### PASSAGE TO READ
Not long ago, Margaret Atwood and her husband Graeme Gibson spent a week at their summer cottage in a remote corner of southwestern Ontario. They went early in the season, as they often do, to catch the spring migration of birds. Jonathan Franzen might be the best-known bird watcher in the literary community, but Atwood has enjoyed the pastime far longer. Her father, a forest entomologist, introduced her to the hobby when she was a young girl. She, in turn, introduced birding to her husband, whom she says has become a “fanatical convert.” They’ve shared the interest for decades.
Apart from righting the quotidian hassles that many northern cottagers face on returning after a long winter—this year their home’s pipes burst, which caused them minor grief—Atwood spent her week on several projects, including a round of galley corrections for Hag-seed, a forthcoming novel adaptation of Shakespeare’s play The Tempest, written for the Hogarth Shakespeare project.
Atwood, now 76, shows no sign of slowing with age. Dressed in a bright pink hat and sensible denim birding attire, she and I spoke over coffee in the outdoor patio of the community’s café and bakery.
Grant Munroe: Let’s lead off with recent news: Hulu’s announcement of the series adaptation of your 1985 novel, The Handmaid’s Tale. How did that come about?
Margaret Atwood: I didn’t have much to do with putting it together, actually; the television rights went with the movie rights in 1989. The original producer had sold it to a distributor who went bankrupt, then somebody else bought it, and then somebody else. Trying to follow the string and find out who actually owned the rights took time, but we eventually did. People wanted to do the series earlier, but they could never figure out where the string led. “Who do I talk to?” they’d say. I had no idea!
GM: I’ve heard of things like this happening in Hollywood. They call it “production purgatory” or something.

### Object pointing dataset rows
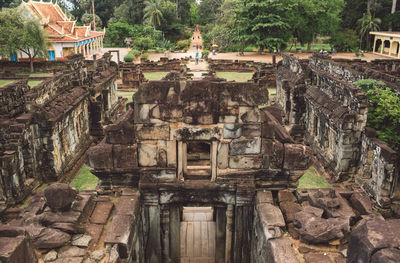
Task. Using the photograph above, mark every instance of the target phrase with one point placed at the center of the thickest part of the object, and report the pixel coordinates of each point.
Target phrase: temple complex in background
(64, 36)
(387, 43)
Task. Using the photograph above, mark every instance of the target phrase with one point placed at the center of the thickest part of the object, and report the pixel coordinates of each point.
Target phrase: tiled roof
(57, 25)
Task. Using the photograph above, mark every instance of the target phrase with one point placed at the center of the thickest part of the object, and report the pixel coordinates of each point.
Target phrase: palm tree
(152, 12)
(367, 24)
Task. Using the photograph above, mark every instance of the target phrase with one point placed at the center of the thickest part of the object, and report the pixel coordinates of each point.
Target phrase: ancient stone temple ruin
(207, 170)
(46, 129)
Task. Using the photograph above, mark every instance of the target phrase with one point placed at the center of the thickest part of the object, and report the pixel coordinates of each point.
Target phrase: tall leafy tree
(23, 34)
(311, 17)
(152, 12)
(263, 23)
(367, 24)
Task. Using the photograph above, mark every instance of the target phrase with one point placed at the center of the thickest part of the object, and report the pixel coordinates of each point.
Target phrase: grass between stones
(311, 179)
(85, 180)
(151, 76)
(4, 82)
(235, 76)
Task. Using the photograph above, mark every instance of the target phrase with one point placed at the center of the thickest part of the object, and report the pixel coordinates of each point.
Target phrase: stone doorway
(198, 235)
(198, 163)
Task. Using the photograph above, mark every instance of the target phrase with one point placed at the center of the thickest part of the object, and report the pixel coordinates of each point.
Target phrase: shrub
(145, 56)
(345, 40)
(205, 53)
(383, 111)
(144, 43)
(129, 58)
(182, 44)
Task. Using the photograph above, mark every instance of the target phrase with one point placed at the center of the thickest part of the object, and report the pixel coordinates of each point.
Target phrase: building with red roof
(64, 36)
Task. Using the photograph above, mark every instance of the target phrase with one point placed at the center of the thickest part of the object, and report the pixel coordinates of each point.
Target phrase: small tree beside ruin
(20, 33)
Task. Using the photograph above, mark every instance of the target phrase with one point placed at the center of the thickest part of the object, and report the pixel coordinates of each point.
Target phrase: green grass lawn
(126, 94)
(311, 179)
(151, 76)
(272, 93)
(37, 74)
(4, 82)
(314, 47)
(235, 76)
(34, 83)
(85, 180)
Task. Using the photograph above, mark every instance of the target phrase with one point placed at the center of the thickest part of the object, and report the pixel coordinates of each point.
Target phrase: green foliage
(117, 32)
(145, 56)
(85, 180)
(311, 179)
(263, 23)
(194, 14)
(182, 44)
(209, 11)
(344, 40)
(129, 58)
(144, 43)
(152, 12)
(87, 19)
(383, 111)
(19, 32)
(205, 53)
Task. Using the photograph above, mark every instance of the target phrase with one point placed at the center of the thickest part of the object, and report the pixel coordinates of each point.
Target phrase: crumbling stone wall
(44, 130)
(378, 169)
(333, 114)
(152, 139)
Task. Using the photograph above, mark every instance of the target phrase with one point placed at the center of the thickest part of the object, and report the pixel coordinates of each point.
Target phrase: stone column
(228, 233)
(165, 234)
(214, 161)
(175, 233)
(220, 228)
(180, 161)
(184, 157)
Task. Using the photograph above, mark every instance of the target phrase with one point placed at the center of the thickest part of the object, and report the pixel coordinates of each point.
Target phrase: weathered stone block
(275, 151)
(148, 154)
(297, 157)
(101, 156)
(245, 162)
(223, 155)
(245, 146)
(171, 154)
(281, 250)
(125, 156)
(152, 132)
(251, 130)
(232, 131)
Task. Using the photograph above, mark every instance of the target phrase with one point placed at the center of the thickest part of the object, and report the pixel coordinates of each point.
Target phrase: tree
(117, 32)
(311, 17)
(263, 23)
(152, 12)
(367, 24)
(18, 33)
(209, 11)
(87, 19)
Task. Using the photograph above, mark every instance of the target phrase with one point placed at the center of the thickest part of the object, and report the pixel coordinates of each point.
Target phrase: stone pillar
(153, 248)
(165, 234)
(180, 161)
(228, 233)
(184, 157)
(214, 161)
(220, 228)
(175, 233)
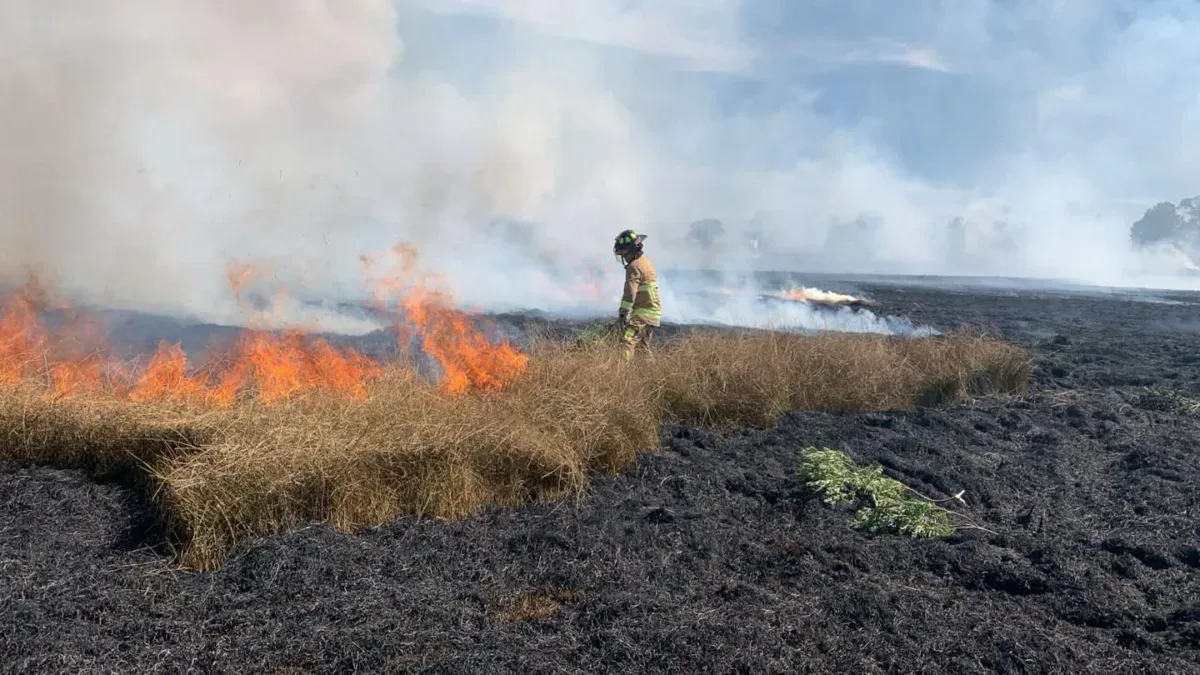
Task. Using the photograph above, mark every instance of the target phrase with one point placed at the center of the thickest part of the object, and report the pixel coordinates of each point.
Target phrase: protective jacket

### TASK REQUIREMENTS
1. Rewrite the Atwood interview from the words "Apart from righting" through the words "that come about?", switching "coffee" to "tea".
2. Please list every line of the rows that contains the string "tree", treating case as significant.
The Atwood interview and the rows come from separate, unrelated sources.

### PER-TASK ANSWERS
1.
Apart from righting the quotidian hassles that many northern cottagers face on returning after a long winter—this year their home’s pipes burst, which caused them minor grief—Atwood spent her week on several projects, including a round of galley corrections for Hag-seed, a forthcoming novel adaptation of Shakespeare’s play The Tempest, written for the Hogarth Shakespeare project.
Atwood, now 76, shows no sign of slowing with age. Dressed in a bright pink hat and sensible denim birding attire, she and I spoke over tea in the outdoor patio of the community’s café and bakery.
Grant Munroe: Let’s lead off with recent news: Hulu’s announcement of the series adaptation of your 1985 novel, The Handmaid’s Tale. How did that come about?

2.
Target phrase: palm tree
Target phrase: tall leafy tree
Target phrase: small tree beside ruin
Target phrase: tree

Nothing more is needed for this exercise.